1926 yılı Kozan için tarihin en karanlık yıllarından biri olarak görülmektedir. Vilayetten kazaya dönüşen Kozan’da, aynı yıl meydana gelen yangında, Vilayet Konağı tamamen yanmış ve tüm evraklarla birlikte Kozan tarihi karanlıklara gömülmüş.  
Kozan, 1920 yılında Türkiye Büyük Millet Meclisi’ne Mareşal Fevzi Çakmak’ı milletvekili olarak göndermiş.
1930 yılında yaşanan ve Cumhuriyet tarihinin en önemli olaylarından birinin devrim şehidi olan Asteğmen Mustafa Fehmi Kubilay, Giritli bir ailenin çocuğu olarak Kozan’da doğmuş, çocukluğunun bir bölümü Kozan’da geçmiştir. Menemen’de öğretmen olarak askerlik görevini yaptığı sırada ise, Cumhuriyet karşıtı şeriatçılar tarafından öldürülmüştür.

 
Tarihi kısaca hatırladıktan sonra ilçeyi gezmeye başlıyoruz. İlk olarak bizi tarihi Roma Köprüsü karşılıyor. Kilgen Çayı olarak da bilinen Kozan Çayı üzerinde kurulmuş, doğu ile batıyı birleştiren tarihi köprü, bir çok onarımdan geçmiş olmakla birlikte eski dokuyu hissettiriyor. Üzerinden yürüyerek geçmenizi tavsiye ediyorum. Gündüz saatlerinde sıradan bir köprü gibi görünse de, sabah güneşinin ilk ışıklarıyla gizemli bir görüntüye sahip oluyor. Kozan Barajının yapımından sonra altından geçen coşkulu suları kalmasa da, ilçenin girişinde böyle bir tarihi doku ile karşılaşmaktan heyecanlanıyorum doğrusu. 

 
 
YÜRÜYEREK KEŞFEDELİM
Kozan, bence yürüyerek keşfedilebilecek kentlerden. Kentin sizi kendine çeken bir albenisi var. Gezmeye kale bölgesinden başlamak kenti tanıma yolunda doğru bir adım olur. Kalenin eteklerinde bulunan eski yerleşim yerlerinin içine girdikçe, bu bir kökü antik çağda bulunan kentin sakinliği sizde merak duygusu uyandırıyor. Etrafa serpilmiş irili ufaklı  evlerin arasında, yüzlerce yıllık geçmişin dokusunu koruyan tarihi Kozan evleriyle karşılaşıyorsunuz. Kaybolmazsınız, çünkü her sokak sizi bir Osmanlı eseri olan tarihi bedestene çıkarıyor. Bir zamanlar kervanlar Kozan’a girdiğinde tüccarların eşyalarını satmak için getirdikleri tarihi kapalı çarşı, maalesef kullanılmıyor.
********************
- Yönerge 1:
Kayıtlarda "paddler" dizesini içeren her satırı bulun ve satırları aynen kopyalayın. Büyük-küçük harf ayrımı geçerlidir.
Metin ile kayıtlar birbirinden bağımsız malzemelerdir.

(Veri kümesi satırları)
********************
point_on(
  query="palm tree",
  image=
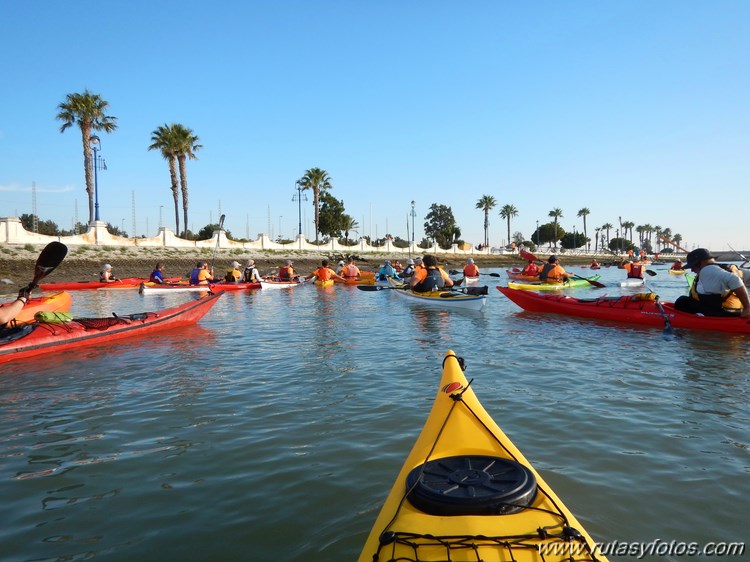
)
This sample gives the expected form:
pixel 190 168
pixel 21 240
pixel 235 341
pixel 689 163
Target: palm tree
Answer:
pixel 486 203
pixel 508 212
pixel 583 213
pixel 186 147
pixel 316 180
pixel 90 112
pixel 163 138
pixel 556 213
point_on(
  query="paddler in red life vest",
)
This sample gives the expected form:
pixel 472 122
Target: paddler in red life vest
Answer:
pixel 553 272
pixel 634 269
pixel 286 272
pixel 324 273
pixel 471 269
pixel 350 270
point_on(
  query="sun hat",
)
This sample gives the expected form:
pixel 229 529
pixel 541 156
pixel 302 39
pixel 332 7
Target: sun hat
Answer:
pixel 696 256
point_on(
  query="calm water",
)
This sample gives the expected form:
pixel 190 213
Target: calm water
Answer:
pixel 273 429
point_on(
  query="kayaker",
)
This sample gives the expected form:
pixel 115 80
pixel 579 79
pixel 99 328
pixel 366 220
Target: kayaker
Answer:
pixel 106 275
pixel 324 273
pixel 429 278
pixel 553 272
pixel 250 273
pixel 233 274
pixel 471 269
pixel 387 270
pixel 9 311
pixel 531 269
pixel 157 275
pixel 715 291
pixel 201 275
pixel 409 269
pixel 350 270
pixel 634 269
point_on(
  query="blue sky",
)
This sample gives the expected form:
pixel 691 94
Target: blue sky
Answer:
pixel 633 109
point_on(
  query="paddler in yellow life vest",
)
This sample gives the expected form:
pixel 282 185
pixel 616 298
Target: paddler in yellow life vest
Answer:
pixel 324 273
pixel 715 291
pixel 350 270
pixel 553 272
pixel 233 274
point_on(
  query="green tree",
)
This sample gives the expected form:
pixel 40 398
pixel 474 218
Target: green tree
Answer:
pixel 186 145
pixel 508 212
pixel 317 181
pixel 486 203
pixel 556 213
pixel 164 139
pixel 89 111
pixel 331 216
pixel 440 225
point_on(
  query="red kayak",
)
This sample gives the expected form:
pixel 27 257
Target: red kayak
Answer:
pixel 631 309
pixel 43 338
pixel 131 282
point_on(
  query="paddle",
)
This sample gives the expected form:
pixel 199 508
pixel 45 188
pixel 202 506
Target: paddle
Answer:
pixel 51 256
pixel 591 281
pixel 218 237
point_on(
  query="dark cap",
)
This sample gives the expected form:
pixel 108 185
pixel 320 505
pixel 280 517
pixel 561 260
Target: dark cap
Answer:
pixel 696 256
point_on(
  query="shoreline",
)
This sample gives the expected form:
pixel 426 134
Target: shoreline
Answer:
pixel 84 264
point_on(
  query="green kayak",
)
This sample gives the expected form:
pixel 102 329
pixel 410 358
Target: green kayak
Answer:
pixel 569 284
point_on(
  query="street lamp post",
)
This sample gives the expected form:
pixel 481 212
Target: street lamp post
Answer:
pixel 413 215
pixel 96 145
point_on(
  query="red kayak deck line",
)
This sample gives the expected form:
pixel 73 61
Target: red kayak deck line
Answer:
pixel 629 309
pixel 47 338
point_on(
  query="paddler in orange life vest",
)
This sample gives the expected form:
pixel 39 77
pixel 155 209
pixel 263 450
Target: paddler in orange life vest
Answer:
pixel 531 269
pixel 430 277
pixel 286 272
pixel 553 272
pixel 471 269
pixel 634 269
pixel 324 273
pixel 350 270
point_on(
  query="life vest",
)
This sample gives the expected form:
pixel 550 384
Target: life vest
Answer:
pixel 432 282
pixel 552 273
pixel 471 270
pixel 286 272
pixel 323 273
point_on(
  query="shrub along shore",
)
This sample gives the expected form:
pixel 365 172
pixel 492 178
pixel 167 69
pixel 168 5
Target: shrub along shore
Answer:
pixel 84 263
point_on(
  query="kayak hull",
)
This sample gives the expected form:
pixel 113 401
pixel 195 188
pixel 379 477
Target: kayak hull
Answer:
pixel 56 302
pixel 629 309
pixel 445 299
pixel 569 284
pixel 458 426
pixel 48 338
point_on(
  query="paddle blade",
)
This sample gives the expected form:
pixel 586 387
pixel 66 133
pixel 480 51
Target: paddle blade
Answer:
pixel 52 255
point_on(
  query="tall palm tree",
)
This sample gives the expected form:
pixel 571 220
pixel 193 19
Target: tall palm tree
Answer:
pixel 316 180
pixel 164 139
pixel 486 203
pixel 583 213
pixel 89 111
pixel 187 146
pixel 556 213
pixel 508 212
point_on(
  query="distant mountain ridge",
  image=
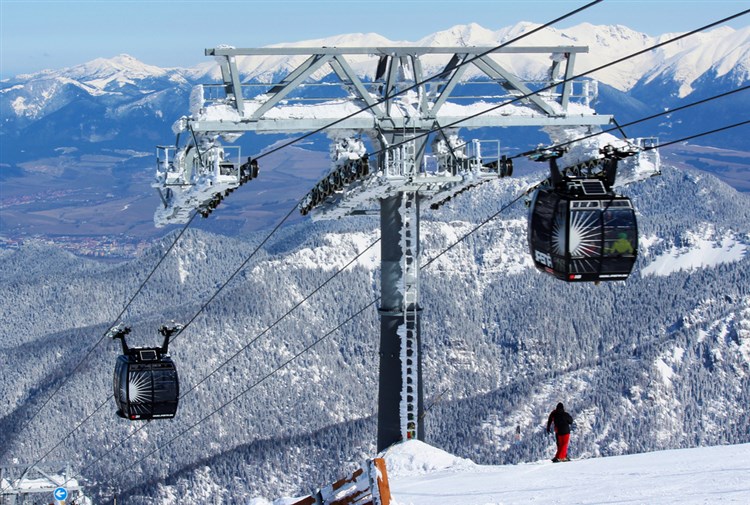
********************
- Yönerge 2:
Metinde "YÜRÜYEREK KEŞFEDELİM" ifadesinden "çarşı, maalesef kullanılmıyor." ifadesine kadar uzanan bölümü, her iki ifade dahil, birebir döndürün.

- Beklenen çıktı 1:
  query="paddler in red life vest",
Target: paddler in red life vest
  query="paddler in yellow life vest",
Target: paddler in yellow life vest
  query="paddler in orange life vest",
Target: paddler in orange life vest

- Beklenen çıktı 2:
YÜRÜYEREK KEŞFEDELİM
Kozan, bence yürüyerek keşfedilebilecek kentlerden. Kentin sizi kendine çeken bir albenisi var. Gezmeye kale bölgesinden başlamak kenti tanıma yolunda doğru bir adım olur. Kalenin eteklerinde bulunan eski yerleşim yerlerinin içine girdikçe, bu bir kökü antik çağda bulunan kentin sakinliği sizde merak duygusu uyandırıyor. Etrafa serpilmiş irili ufaklı  evlerin arasında, yüzlerce yıllık geçmişin dokusunu koruyan tarihi Kozan evleriyle karşılaşıyorsunuz. Kaybolmazsınız, çünkü her sokak sizi bir Osmanlı eseri olan tarihi bedestene çıkarıyor. Bir zamanlar kervanlar Kozan’a girdiğinde tüccarların eşyalarını satmak için getirdikleri tarihi kapalı çarşı, maalesef kullanılmıyor.